- **WORK INSTRUCTIONS**: Every entry here needs to be repeated exactly.

- **GIVEN DATA**:
* * *
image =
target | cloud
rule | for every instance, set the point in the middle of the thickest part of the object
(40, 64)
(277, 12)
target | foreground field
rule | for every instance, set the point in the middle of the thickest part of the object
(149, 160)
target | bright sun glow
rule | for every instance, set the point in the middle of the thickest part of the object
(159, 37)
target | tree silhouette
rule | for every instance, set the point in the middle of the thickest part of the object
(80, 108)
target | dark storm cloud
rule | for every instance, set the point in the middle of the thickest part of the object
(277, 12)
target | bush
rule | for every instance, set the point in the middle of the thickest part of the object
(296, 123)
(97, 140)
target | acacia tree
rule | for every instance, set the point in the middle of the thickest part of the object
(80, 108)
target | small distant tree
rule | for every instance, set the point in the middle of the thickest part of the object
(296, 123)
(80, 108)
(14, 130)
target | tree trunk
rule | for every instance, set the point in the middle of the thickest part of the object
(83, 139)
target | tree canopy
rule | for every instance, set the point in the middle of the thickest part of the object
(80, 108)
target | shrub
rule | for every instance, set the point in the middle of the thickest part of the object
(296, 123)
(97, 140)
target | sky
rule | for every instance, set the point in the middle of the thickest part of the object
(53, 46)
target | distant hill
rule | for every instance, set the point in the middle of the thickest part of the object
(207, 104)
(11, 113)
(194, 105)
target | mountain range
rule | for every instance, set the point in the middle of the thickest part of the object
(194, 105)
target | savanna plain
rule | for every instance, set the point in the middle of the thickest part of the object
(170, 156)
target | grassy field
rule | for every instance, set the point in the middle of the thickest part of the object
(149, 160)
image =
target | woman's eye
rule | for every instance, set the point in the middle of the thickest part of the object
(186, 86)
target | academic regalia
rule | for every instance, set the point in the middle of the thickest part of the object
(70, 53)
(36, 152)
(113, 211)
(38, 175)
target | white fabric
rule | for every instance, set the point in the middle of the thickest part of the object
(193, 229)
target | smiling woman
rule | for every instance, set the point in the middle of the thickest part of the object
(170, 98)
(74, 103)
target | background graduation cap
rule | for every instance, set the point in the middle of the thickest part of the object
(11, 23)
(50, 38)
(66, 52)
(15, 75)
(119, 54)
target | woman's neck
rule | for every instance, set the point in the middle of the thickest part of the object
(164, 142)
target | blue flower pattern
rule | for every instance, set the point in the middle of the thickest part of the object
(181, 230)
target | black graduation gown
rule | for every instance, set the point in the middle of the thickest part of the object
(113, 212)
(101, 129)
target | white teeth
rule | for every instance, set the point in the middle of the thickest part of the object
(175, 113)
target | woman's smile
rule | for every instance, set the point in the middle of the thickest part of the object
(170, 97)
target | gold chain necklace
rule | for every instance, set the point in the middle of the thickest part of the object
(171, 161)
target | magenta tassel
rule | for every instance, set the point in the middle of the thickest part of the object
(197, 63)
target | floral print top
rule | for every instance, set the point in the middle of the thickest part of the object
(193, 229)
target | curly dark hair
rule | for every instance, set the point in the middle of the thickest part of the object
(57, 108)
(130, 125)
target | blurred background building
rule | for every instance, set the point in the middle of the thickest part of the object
* * *
- **EXPECTED OUTPUT**:
image =
target | cloud
rule | for every instance, set the point in the middle of the thickest part of the object
(40, 64)
(277, 12)
target | foreground field
rule | for every instance, set the point in the middle of the thickest part of the object
(149, 160)
target | bright sun glow
rule | for every instance, set the point in the middle of the thickest part of the object
(159, 37)
target | tree silhouette
rule | for every instance, set the point in the middle of the thickest part of the object
(80, 108)
target | dark storm cloud
rule | for every instance, set the point in the middle of the thickest part of the object
(277, 12)
target | bush
rule | for every instance, set the point in the middle of the thickest part of the object
(296, 123)
(97, 140)
target | acacia tree
rule | for every instance, set the point in the middle of the thickest part of the object
(80, 108)
target | small distant tree
rule | for every instance, set the point in the middle of the thickest part of the object
(296, 123)
(80, 108)
(14, 130)
target | tree trunk
rule | for every instance, set the point in the middle of the thickest part of the object
(83, 139)
target | tree canopy
rule | for every instance, set the point in the middle of the thickest part of the object
(80, 108)
target | shrub
rule | for every instance, set the point in the middle of the thickest part of the object
(296, 123)
(97, 140)
target | sky
rule | for every instance, set the point in the middle of the thickest part of the object
(53, 46)
target | distant hill
rule | for every instance, set the point in the middle of the thickest part of the object
(207, 104)
(11, 113)
(194, 105)
target | mountain range
rule | for every instance, set the point in the middle of the thickest part of the object
(194, 105)
target | savanna plain
rule | for every instance, set the point in the middle of the thickest part of the object
(170, 156)
target | grassy field
rule | for every instance, set the point in the middle of the thickest part of the object
(149, 160)
image =
target | woman's eye
rule | for every instance, set the point in the middle of the thickest part of the object
(186, 86)
target | academic regalia
rule | for every instance, set the point in the middle of the thickest part of the object
(70, 53)
(36, 152)
(113, 211)
(38, 175)
target | white fabric
rule | for every instance, set the point in the middle of the thickest part of the object
(193, 229)
target | smiling woman
rule | for every instance, set the point in the middle of the thickest part of the object
(170, 98)
(74, 103)
target | background graduation cap
rule | for every instance, set the point in the middle of the thickest part of the object
(11, 23)
(50, 38)
(66, 52)
(15, 75)
(119, 54)
target | woman's neck
rule | for every instance, set the point in the middle of the thickest part of the object
(164, 142)
target | blue flower pattern
rule | for every instance, set the point in the middle of the thickest part of the object
(181, 230)
target | black graduation gown
rule | for every instance, set the point in the middle of the thickest part of the object
(113, 212)
(101, 129)
target | white teeth
rule | for every instance, set the point in the middle of the thickest part of the object
(175, 113)
target | woman's smile
rule | for every instance, set the point in the middle of the thickest part of the object
(170, 97)
target | gold chain necklace
rule | for every instance, set the point in the middle of the thickest part of the object
(171, 161)
target | magenta tassel
rule | for every instance, set the point in the middle of the thickest part of the object
(197, 63)
target | floral print top
rule | for every instance, set the point in the middle of the thickest part of the object
(193, 229)
target | curly dark hair
rule | for every instance, set the point in the middle of the thickest part of the object
(57, 108)
(130, 125)
target | blurred background building
rule | for every instance, set the point in the middle of the thickest part of the object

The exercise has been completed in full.